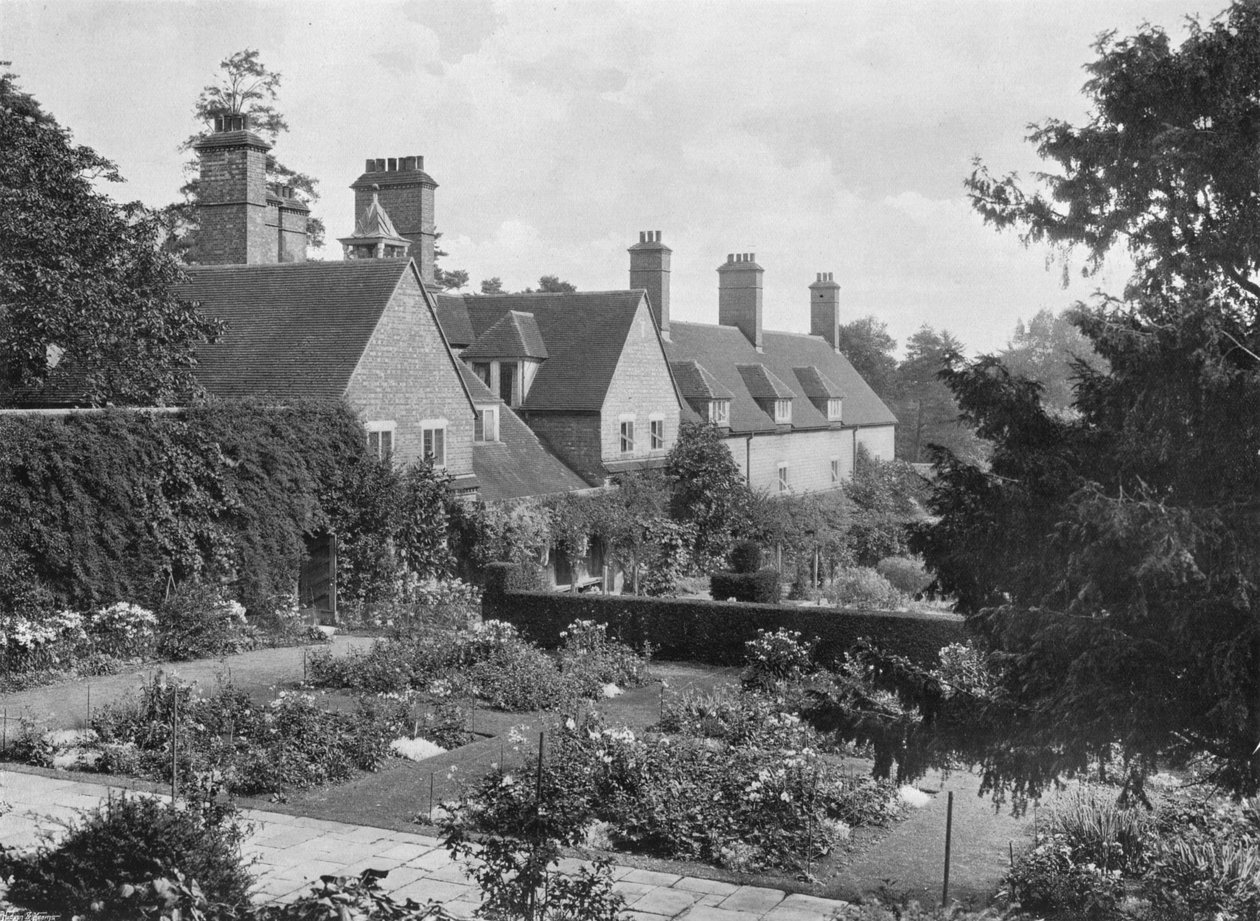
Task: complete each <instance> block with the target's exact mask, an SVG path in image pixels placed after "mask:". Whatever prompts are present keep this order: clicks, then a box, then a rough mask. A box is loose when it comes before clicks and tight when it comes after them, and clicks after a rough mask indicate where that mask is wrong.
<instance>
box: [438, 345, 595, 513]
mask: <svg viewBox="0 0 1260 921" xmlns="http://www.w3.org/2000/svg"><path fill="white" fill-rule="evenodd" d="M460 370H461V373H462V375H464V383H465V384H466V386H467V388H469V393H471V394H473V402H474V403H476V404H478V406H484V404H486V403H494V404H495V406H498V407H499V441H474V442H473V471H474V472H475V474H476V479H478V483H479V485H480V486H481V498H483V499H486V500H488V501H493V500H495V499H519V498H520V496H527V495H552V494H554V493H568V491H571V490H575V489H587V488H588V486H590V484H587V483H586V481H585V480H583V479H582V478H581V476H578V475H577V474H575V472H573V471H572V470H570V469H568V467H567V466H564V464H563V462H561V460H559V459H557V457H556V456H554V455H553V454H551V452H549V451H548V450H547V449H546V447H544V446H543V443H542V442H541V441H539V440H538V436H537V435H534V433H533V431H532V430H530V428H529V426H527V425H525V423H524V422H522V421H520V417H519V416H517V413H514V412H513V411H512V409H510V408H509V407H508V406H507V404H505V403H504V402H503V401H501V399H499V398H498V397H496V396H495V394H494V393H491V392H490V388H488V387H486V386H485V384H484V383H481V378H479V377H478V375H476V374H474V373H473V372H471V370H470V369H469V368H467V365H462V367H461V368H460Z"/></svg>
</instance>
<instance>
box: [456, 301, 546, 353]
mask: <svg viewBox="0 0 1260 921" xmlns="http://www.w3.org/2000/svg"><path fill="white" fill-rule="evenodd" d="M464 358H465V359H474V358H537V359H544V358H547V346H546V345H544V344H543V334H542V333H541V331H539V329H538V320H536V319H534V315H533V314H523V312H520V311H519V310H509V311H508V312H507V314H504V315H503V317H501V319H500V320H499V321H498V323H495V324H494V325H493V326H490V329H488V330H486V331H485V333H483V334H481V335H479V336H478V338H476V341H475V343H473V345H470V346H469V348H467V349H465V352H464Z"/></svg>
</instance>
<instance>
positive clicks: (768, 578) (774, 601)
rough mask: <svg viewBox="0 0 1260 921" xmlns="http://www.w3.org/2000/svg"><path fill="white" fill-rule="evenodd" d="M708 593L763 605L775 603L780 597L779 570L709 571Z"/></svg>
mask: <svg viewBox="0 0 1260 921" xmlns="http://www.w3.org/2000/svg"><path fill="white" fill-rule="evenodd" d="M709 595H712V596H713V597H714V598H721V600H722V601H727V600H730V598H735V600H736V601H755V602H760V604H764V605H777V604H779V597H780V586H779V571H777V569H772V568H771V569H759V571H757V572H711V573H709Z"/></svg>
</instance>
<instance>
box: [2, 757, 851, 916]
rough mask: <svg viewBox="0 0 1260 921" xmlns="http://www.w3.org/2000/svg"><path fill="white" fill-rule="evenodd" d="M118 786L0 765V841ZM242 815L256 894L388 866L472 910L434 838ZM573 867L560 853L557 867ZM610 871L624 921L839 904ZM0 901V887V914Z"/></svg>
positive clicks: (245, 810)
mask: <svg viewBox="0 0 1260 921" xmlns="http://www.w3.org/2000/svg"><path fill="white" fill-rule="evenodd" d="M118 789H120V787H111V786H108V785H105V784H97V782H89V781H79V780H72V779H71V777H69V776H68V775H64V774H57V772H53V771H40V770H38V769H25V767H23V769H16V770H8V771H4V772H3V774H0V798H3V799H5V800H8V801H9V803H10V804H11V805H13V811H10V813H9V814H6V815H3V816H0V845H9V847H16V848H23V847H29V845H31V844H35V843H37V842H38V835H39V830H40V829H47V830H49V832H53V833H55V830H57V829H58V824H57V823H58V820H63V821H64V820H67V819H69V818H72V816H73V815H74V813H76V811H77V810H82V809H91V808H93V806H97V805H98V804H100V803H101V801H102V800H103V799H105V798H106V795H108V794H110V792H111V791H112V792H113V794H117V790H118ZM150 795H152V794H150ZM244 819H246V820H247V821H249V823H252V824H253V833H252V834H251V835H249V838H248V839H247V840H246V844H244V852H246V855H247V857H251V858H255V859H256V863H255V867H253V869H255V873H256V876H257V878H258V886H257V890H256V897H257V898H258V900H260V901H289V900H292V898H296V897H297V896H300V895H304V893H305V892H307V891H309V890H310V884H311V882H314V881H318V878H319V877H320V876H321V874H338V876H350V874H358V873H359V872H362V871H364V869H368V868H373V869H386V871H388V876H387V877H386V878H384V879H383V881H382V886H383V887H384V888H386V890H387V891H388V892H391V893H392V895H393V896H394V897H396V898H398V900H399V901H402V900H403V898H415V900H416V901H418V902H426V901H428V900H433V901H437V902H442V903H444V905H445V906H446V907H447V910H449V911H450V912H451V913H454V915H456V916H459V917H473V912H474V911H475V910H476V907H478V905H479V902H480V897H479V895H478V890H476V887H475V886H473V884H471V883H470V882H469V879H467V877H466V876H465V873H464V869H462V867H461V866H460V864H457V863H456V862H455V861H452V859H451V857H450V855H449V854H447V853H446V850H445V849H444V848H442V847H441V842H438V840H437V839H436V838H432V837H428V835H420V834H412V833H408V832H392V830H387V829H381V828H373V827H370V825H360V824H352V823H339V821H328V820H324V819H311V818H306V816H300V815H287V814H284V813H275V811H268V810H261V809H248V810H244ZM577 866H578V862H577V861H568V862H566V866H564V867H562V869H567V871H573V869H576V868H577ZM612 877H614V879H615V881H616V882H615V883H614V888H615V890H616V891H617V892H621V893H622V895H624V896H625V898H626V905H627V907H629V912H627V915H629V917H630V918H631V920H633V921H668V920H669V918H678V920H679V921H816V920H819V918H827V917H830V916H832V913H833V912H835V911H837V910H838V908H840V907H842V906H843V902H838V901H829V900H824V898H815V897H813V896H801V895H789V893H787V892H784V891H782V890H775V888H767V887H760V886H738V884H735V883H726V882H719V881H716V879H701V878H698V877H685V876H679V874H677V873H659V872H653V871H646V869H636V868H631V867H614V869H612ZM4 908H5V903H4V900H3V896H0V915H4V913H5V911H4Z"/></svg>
* * *
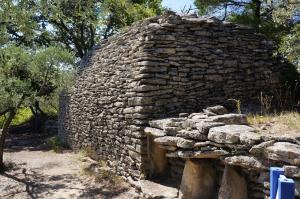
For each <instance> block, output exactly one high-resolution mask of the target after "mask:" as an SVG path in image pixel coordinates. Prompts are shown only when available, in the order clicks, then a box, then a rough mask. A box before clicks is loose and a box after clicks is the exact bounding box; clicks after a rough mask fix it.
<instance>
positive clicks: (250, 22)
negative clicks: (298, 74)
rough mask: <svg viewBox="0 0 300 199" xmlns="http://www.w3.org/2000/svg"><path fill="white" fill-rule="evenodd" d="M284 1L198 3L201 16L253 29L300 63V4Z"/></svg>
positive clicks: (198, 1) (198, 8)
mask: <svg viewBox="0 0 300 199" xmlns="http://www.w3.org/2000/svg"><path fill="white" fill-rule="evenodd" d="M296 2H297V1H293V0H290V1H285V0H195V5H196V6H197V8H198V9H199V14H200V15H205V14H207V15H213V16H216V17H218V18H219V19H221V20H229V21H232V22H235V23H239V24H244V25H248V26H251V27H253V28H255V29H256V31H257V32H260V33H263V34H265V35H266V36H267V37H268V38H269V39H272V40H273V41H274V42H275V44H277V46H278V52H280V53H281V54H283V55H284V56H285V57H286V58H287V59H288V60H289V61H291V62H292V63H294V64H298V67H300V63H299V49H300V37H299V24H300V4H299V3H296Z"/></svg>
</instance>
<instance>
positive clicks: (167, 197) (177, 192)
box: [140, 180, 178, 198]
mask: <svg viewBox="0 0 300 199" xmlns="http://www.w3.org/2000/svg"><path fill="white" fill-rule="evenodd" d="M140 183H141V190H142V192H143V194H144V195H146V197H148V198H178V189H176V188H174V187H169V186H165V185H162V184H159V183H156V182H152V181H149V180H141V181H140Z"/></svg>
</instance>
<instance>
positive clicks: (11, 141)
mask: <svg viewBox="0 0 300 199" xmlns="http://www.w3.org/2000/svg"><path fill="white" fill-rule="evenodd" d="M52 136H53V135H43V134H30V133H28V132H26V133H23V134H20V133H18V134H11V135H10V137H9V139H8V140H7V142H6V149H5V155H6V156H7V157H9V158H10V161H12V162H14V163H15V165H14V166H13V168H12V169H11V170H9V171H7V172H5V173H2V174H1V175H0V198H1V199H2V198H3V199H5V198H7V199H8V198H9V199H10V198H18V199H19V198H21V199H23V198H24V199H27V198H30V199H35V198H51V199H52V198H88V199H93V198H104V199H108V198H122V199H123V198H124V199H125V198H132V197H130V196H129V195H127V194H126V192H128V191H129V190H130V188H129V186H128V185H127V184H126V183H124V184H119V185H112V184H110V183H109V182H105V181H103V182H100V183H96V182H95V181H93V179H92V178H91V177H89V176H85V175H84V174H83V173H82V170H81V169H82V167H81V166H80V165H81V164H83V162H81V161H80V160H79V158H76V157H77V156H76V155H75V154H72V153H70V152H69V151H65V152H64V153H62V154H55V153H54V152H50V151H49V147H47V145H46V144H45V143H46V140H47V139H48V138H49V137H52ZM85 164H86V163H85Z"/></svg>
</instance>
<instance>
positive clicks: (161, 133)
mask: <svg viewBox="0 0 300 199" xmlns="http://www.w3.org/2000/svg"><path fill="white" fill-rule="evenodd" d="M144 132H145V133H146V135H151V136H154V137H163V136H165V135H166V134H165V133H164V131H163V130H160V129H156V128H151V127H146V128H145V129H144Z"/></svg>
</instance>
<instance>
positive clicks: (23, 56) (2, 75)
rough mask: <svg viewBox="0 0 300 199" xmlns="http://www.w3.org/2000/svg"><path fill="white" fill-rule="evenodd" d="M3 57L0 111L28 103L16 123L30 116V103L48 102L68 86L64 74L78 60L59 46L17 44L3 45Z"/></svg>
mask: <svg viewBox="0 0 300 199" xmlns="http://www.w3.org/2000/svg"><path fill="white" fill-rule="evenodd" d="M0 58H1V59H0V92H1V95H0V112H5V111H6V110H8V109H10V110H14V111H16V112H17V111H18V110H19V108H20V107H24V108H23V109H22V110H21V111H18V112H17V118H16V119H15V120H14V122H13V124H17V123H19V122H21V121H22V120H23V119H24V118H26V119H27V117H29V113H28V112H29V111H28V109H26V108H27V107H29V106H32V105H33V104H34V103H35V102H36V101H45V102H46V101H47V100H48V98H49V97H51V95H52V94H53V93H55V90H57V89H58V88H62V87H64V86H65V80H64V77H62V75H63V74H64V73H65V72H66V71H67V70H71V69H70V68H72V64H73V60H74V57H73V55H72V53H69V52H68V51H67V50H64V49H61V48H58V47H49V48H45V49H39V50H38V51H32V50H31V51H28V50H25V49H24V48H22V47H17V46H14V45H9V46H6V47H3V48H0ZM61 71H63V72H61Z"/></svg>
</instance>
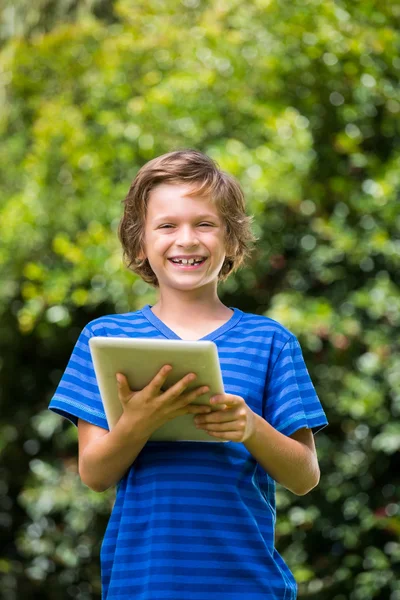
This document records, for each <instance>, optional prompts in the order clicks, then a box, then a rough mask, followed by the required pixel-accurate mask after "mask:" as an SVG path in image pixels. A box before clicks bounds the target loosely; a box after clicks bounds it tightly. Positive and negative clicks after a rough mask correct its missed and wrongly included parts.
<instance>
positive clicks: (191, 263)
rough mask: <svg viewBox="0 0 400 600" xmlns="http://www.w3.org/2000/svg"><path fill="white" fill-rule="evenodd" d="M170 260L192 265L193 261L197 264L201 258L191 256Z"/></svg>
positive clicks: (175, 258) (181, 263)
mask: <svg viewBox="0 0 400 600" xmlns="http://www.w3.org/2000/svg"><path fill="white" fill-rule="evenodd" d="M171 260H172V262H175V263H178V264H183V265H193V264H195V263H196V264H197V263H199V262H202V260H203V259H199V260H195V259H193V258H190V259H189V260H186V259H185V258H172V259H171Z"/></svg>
* * *
Task prompt
Rewrite everything from the line containing "Task: complete each" down to the line containing "box: [438, 345, 595, 513]", with "exact" changed to "precise" and nothing else altered.

Task solution
Task: complete each <instance> block with the target's precise mask, an SVG path in image pixels placed after "mask:". Whatever prompts are present keep this order: clicks, then a box, then a rough mask. A box is loose when it comes before clicks and tight when it comes after them, and clicks after a rough mask indicate where that mask is wrong.
<instance>
box: [438, 345, 595, 513]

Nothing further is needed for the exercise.